** Excerpted data follows **
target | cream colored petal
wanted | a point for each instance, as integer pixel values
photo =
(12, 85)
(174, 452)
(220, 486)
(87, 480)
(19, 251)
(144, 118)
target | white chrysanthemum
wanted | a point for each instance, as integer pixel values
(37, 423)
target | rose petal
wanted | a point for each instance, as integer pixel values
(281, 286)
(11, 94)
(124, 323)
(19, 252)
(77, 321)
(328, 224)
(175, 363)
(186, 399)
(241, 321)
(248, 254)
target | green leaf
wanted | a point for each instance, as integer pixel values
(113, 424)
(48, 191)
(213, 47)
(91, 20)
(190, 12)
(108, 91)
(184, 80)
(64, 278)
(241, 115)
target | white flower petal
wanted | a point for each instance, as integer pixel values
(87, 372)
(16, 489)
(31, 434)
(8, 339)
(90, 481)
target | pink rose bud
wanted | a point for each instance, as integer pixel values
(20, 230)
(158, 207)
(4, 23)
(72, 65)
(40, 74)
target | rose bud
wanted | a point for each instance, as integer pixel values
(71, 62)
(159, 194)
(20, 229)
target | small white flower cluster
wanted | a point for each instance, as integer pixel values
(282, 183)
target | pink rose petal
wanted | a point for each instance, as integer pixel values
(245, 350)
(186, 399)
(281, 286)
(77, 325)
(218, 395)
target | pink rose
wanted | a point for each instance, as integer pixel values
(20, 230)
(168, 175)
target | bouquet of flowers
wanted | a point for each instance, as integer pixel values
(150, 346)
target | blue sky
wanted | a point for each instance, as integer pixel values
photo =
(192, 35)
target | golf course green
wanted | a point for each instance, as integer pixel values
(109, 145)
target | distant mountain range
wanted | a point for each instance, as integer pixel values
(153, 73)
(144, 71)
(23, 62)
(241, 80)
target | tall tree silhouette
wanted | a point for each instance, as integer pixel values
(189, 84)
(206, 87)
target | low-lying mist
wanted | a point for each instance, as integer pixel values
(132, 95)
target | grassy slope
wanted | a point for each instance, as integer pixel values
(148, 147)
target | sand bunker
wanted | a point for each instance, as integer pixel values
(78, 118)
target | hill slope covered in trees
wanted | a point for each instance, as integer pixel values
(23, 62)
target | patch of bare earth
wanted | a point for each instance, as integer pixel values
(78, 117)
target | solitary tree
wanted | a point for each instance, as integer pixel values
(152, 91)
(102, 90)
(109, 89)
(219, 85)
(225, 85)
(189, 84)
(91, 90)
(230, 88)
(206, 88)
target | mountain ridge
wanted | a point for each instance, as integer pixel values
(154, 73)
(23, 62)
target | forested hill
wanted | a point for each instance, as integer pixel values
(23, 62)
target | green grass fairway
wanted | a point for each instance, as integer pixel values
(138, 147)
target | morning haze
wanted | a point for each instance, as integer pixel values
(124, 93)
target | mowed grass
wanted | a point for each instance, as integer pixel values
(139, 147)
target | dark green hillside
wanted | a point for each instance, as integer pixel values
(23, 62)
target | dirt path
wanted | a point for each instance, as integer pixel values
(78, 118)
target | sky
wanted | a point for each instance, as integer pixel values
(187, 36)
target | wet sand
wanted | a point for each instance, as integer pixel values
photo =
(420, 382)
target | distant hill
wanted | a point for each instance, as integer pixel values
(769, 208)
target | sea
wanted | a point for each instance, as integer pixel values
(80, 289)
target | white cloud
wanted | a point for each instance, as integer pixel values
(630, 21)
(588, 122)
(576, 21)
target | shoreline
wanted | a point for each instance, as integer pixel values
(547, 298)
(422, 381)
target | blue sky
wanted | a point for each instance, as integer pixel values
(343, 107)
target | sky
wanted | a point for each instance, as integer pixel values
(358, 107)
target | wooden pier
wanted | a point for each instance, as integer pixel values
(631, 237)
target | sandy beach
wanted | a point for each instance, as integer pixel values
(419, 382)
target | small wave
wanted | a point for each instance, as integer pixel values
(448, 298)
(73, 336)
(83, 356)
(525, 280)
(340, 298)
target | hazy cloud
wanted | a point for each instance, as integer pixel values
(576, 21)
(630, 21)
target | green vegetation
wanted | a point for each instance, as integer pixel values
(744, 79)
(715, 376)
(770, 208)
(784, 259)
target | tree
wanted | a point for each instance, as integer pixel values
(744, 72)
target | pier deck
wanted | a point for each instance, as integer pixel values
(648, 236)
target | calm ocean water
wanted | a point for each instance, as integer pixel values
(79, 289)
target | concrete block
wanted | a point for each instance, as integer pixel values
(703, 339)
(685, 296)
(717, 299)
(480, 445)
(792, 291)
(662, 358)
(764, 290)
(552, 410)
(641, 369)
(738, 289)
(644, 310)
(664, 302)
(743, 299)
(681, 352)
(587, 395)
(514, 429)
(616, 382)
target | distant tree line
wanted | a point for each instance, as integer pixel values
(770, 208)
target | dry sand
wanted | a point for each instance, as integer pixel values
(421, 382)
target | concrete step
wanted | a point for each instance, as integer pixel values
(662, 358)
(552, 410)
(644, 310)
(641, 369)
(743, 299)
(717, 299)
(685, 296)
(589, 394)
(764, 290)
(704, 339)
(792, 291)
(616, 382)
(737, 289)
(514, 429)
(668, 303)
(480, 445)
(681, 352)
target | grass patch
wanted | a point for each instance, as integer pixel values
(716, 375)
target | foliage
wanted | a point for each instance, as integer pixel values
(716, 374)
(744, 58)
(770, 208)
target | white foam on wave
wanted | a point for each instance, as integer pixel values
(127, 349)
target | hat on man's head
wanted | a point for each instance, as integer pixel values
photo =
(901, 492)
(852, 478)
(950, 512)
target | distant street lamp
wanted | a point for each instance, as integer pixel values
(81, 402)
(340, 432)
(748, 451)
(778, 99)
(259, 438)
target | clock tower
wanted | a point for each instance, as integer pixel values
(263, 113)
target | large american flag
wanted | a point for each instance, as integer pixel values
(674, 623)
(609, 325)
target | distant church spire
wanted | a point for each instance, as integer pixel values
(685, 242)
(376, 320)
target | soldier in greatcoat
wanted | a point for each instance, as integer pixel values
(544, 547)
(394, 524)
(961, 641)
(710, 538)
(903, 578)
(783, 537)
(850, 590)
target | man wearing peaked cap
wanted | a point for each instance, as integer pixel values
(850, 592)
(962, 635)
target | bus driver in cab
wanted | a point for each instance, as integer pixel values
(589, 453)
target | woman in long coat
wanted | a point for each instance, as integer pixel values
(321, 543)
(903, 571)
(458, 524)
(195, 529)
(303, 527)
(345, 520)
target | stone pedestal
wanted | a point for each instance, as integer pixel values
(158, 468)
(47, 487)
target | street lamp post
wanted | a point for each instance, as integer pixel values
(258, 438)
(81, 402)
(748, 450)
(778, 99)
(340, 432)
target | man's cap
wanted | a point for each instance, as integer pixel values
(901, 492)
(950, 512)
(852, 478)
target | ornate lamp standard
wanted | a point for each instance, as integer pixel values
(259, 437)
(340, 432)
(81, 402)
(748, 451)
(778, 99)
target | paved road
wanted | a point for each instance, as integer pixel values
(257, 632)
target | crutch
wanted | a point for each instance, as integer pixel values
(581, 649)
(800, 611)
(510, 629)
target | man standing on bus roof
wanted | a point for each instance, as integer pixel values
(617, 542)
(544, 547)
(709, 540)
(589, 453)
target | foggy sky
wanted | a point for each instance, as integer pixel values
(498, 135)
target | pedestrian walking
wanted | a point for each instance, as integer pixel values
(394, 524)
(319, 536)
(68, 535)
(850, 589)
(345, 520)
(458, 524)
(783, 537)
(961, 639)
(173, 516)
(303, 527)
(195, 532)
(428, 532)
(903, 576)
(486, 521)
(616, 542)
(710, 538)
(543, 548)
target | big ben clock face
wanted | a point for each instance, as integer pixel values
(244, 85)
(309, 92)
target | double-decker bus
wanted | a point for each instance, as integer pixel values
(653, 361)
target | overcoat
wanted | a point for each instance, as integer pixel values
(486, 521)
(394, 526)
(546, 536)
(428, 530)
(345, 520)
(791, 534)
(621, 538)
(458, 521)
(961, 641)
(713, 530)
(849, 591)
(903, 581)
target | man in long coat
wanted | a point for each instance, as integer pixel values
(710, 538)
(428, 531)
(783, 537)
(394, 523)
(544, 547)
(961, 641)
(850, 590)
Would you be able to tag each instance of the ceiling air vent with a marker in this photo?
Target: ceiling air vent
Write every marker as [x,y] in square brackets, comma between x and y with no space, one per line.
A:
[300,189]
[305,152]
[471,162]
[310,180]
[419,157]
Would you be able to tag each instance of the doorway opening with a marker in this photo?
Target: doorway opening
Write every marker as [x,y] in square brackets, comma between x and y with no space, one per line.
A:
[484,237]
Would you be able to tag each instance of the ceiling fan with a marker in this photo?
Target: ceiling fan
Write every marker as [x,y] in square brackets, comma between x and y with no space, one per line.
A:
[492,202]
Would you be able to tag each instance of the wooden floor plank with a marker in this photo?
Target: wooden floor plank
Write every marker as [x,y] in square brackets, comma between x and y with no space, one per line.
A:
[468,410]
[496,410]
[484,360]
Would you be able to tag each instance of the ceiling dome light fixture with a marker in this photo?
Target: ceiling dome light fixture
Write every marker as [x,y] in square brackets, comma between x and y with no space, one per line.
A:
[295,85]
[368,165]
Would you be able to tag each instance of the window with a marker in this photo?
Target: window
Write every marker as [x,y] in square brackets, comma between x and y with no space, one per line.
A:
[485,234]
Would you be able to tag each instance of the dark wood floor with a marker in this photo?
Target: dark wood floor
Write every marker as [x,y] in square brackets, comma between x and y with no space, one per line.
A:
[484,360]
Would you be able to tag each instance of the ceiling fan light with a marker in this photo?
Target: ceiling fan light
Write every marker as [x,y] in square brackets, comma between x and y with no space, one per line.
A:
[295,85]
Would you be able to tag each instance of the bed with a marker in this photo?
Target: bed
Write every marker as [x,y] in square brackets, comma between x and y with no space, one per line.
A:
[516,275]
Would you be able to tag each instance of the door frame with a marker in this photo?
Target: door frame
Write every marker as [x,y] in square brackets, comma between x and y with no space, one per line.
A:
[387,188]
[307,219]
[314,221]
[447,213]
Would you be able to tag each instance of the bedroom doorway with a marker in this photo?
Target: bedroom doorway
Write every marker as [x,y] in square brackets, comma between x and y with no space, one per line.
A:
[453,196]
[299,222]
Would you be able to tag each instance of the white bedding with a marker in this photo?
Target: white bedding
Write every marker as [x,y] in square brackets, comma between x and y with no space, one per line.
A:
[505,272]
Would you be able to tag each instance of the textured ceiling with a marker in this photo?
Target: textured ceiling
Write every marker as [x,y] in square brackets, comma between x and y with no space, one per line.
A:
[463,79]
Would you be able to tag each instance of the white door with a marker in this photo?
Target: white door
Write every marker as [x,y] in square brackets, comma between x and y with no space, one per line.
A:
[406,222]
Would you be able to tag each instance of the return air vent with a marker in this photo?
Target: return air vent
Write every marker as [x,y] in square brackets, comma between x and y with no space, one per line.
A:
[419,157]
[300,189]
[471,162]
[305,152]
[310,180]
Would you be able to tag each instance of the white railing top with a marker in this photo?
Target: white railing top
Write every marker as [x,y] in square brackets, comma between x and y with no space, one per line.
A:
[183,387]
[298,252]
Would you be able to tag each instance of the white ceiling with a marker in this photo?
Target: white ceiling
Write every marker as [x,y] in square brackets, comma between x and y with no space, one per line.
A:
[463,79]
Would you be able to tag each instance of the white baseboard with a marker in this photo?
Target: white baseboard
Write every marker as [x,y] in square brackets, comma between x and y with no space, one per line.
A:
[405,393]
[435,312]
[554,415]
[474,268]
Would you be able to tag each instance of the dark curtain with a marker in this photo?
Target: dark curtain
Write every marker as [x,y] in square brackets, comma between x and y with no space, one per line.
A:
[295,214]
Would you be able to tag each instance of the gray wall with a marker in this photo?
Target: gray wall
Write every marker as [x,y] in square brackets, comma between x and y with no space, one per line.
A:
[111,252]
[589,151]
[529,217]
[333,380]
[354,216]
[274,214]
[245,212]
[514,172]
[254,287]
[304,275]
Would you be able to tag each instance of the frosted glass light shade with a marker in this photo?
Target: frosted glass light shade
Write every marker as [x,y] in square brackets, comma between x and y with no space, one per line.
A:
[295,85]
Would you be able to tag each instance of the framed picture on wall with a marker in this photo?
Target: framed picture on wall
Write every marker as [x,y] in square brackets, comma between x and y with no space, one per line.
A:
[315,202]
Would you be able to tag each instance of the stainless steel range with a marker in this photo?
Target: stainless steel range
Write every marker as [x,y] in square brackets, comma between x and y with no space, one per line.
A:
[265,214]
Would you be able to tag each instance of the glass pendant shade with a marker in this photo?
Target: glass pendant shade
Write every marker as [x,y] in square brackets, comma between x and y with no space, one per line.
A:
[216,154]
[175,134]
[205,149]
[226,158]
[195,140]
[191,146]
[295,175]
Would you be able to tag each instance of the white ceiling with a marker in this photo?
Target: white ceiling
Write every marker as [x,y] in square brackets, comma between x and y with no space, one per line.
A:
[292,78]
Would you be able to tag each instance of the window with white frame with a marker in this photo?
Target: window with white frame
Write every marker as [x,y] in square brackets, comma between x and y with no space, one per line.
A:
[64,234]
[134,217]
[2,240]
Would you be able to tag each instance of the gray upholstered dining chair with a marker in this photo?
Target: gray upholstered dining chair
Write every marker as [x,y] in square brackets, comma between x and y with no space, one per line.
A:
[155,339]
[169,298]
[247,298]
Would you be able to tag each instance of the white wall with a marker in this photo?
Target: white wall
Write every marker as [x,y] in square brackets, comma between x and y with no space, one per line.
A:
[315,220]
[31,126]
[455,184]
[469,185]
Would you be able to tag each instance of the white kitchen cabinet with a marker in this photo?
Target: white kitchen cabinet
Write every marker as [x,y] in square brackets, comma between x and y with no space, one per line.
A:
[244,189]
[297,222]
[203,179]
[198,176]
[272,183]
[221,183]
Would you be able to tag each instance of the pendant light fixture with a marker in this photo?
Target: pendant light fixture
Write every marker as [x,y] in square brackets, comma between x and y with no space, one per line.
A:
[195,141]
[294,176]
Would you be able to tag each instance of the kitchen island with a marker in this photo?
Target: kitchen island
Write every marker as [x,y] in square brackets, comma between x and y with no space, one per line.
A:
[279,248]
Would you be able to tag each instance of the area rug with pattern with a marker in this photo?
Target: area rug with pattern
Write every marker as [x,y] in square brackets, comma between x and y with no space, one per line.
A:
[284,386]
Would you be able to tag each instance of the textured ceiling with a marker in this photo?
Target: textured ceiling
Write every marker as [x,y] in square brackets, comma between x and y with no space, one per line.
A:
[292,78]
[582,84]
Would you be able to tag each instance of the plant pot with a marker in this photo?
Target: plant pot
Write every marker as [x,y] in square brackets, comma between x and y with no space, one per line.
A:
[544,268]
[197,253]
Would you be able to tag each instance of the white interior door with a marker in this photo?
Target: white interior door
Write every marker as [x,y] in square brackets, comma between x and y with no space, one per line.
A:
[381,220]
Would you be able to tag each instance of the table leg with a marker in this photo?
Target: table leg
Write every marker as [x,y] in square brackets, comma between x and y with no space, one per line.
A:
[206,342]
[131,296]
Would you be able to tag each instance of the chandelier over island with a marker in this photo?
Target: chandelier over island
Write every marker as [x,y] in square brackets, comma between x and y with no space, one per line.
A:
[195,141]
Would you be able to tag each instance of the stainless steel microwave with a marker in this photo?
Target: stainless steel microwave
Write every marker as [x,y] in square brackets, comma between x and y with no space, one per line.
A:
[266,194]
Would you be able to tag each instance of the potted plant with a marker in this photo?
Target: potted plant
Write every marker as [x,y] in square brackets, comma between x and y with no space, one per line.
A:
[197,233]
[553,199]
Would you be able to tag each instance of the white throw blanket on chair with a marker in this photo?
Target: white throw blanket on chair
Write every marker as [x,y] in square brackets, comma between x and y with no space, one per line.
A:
** End of Excerpted data **
Work task ->
If a line in the entries includes the word "upholstered", copy that line out.

Exercise output ->
Would you be able to tag each instance of the gray upholstered dining chair with a marker in this photo?
Target: gray upholstered dining chair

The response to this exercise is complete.